==== Passage to read
“The challenge for me is making sure my homeless students have the opportunity to complete their education”: Q & A with Casmore Shaw, MEd ‘18
As a first generation college student, Casmore learned at an early age how important and valuable it was to obtain a quality education. Read on to discover how he’s instilled those same values in his homeless students, and how earning his MEd has better equipped him to help them complete their degrees.
How important was it for you to obtain your MEd?
I grew up in Jamaica and I came here as a teenager, but work and family responsibilities made it so that I did not complete my education when I should have. But I made sure my children were educated. Then I went back to school to finish the process.
I’m a first generation college student and education was very, very important to my parents even though they were not college graduates. Coming from a family that believes in education, although they were poor, it was a really serious issue for them — that growing educationally, spiritually, and socially within our community would be a contribution to society.
What was your greatest takeaway from your degree?
My takeaway from this program is to be the best you can be. The great stoic philosopher Epictetus once said, “Only the educated are free.” That is why I earned my master’s degree in education at Concordia Portland — because that will help me to help my students reach their highest potential.
In what ways do you feel your degree has benefitted your work?
My master’s degree has benefitted me professionally, not only through my work with colleagues, but it’s also helped me garner community support for a special program I work with called “My Brother’s Keeper”. It’s a program for homeless students on campus. My MEd with a Reading Interventionist concentration helped me focus on the reading process of my students, especially my homeless students. They understand: if they can’t read, they can’t do math. If they can’t read, they can’t understand anything about literature. If they can’t read, they will not be able to progress.
It sounds like that community program would present some unique challenges. What obstacles do you face and what helps you overcome them?
The challenge for me is making sure that students who are homeless have the opportunity to complete their education. It’s what I call “commit to complete”. I try to make it so there aren’t any excuses for not finishing or completing their degree — to the extent that I go into the community and I make sure that all the social services, all the scholarships, and all the other accoutrements that go with it are available to our students. Sometimes it can be very challenging, but persistency, consistency, and perseverance will always help to bring it to bear.
Stability is very important, too. When you see a student struggling because of food insecurity or because they don’t know where they’re going to sleep at the end of the day, or what they are going to be wearing the next day, it’s heartbreaking. So I reach out to professors who care, to churches and other organizations in the community and they come together to make things happen for those students. It’s heartwarming. And a good Christian education also helps that process. At least for me, I know that’s the humanity that an education at Concordia provides as well.
When did you know you wanted to be a teacher?
I was in elementary school and I had a teacher by the name of Mrs. Fritzritzon. And just by her diction and learning poetry — I was enamored and that brought me to that place where I wanted to be like her. She was kind, she was patient, and if that’s what teachers did, then that’s what I wanted to be.
What do you think is one of the biggest misconceptions about teachers?
The biggest misconception is that teachers just come to the classroom, teach, and then leave. They don’t know that teachers are psychologists, nurses, doctors — they are basically involved in all aspects of a student’s life. They are counselors. They listen. So it’s not just teaching. The main goal is to make sure that our students are comfortable and motivated in learning.
If you can walk in a teacher’s shoes for just a moment, that perhaps will help you understand the daily rigors of a teacher’s life. It’s not about the money. It’s about making society better through an educated society. An educated community is a productive community.
What would you say to anyone who’s thinking about pursuing their MEd?
If you’re thinking about earning your master’s degree online, Concordia Portland is the university to do that. They are at the cutting edge of all educational technologies.
And I must say a very big thank you to Dr. Bolden, Professor Lawrence, and to Scott Thorn for all the assistance that they have given. Here at Concordia, the staff and the faculty are superbly progressive and supportive.
========
What you will do:
Reproduce the interview starting at the words "What would you" and stopping after "all educational technologies.", renaming "master’s degree" as "graduate degree". Rely solely on the interview above when working on the entries.
==== Data supplied
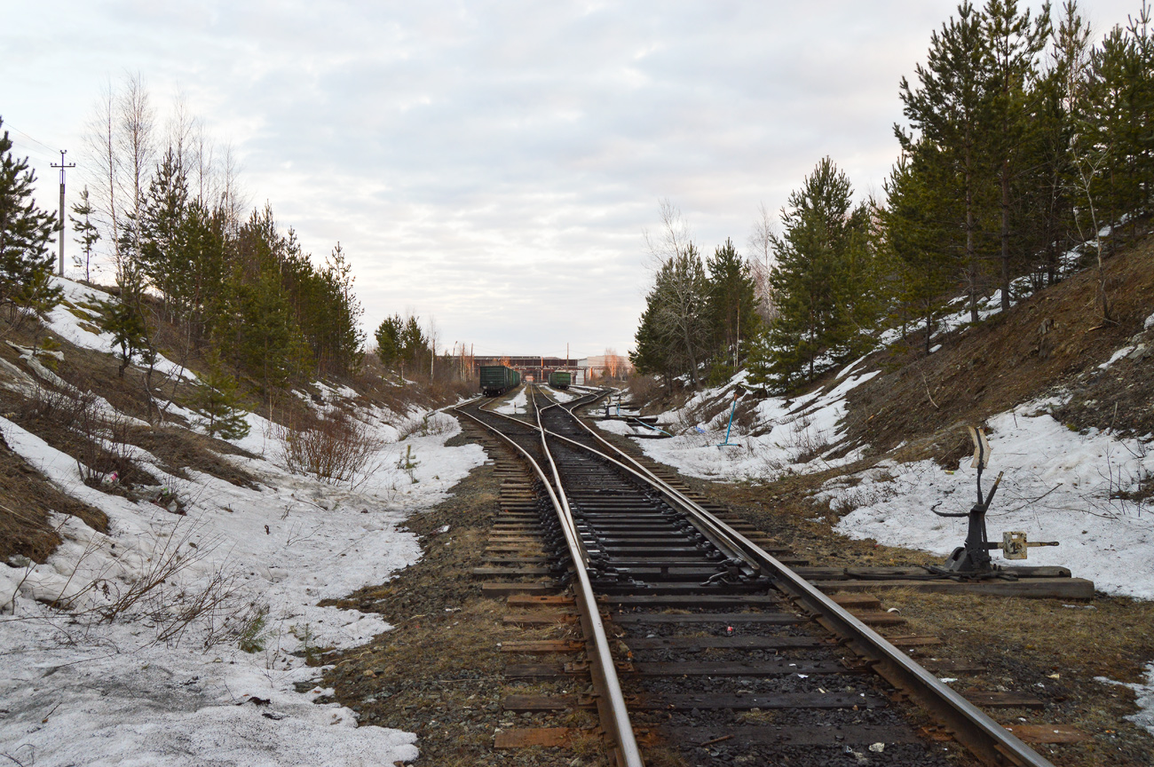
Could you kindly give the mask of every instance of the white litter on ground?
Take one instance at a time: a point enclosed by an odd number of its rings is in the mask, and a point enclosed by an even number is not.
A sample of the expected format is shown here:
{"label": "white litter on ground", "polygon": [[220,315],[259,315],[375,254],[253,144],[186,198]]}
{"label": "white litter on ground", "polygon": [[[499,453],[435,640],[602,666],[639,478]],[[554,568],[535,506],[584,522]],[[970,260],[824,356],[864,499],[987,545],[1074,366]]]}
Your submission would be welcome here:
{"label": "white litter on ground", "polygon": [[[317,602],[414,562],[420,547],[398,524],[485,461],[478,445],[444,445],[459,431],[455,419],[430,419],[435,430],[387,444],[357,489],[278,467],[268,423],[255,415],[240,442],[267,457],[228,459],[257,479],[256,489],[193,471],[182,480],[140,451],[187,516],[83,484],[73,458],[0,419],[14,451],[110,519],[104,535],[59,517],[63,543],[45,564],[0,566],[0,752],[25,765],[367,767],[415,759],[414,735],[358,728],[351,709],[314,704],[331,691],[315,685],[321,669],[299,655],[389,629],[376,614]],[[382,439],[395,435],[379,429]],[[182,569],[117,619],[99,619],[165,562]],[[182,630],[173,618],[197,596],[226,594]],[[73,611],[37,599],[70,599]],[[225,618],[246,626],[252,652],[223,631]]]}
========
Finished task:
What would you say to anyone who’s thinking about pursuing their MEd?
If you’re thinking about earning your graduate degree online, Concordia Portland is the university to do that. They are at the cutting edge of all educational technologies.